REQUIREMENTS. Show every line of the material below that contains the string "query", copying each one in full. Match case exactly.

(Data records)
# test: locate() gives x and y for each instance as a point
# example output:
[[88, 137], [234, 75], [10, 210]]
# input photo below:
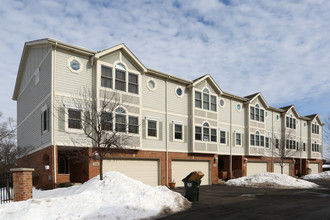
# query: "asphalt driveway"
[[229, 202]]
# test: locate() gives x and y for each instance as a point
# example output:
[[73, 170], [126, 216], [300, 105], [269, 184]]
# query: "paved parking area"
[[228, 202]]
...
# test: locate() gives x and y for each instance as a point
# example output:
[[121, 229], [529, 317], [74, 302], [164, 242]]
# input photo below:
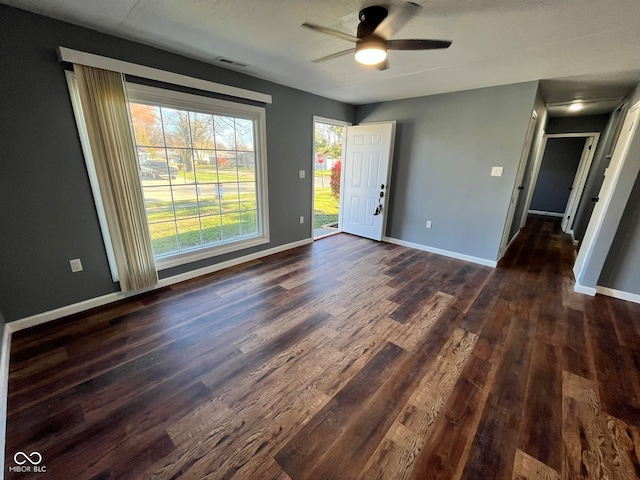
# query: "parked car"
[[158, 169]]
---
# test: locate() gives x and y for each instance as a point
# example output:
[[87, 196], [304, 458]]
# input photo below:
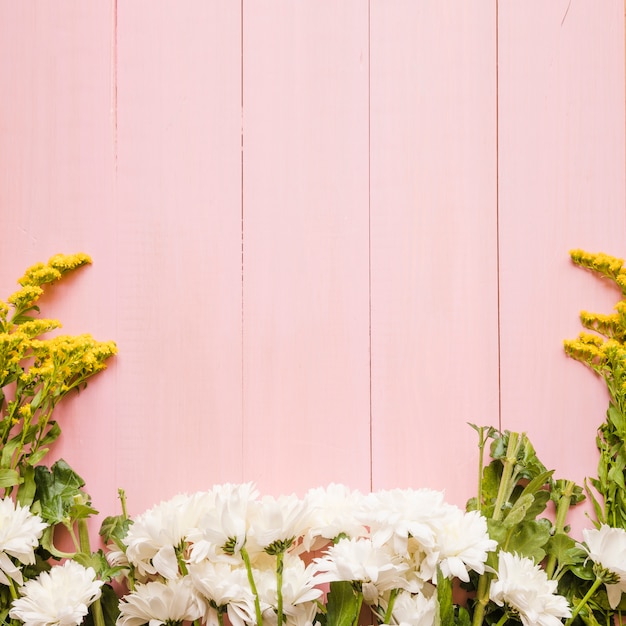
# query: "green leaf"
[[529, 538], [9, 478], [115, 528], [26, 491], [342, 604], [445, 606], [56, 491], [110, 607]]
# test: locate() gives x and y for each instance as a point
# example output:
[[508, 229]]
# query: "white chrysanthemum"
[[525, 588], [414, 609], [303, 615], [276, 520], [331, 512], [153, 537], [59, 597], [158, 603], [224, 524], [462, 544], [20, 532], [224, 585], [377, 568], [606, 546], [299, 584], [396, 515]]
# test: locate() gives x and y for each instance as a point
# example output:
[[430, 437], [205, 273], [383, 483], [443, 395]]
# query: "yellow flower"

THE OUTPUT.
# query: "asphalt driveway"
# query: "paved parking area"
# query: "parked car"
# query: "green leaf"
# query: "white chrysanthemum"
# query: "yellow flower"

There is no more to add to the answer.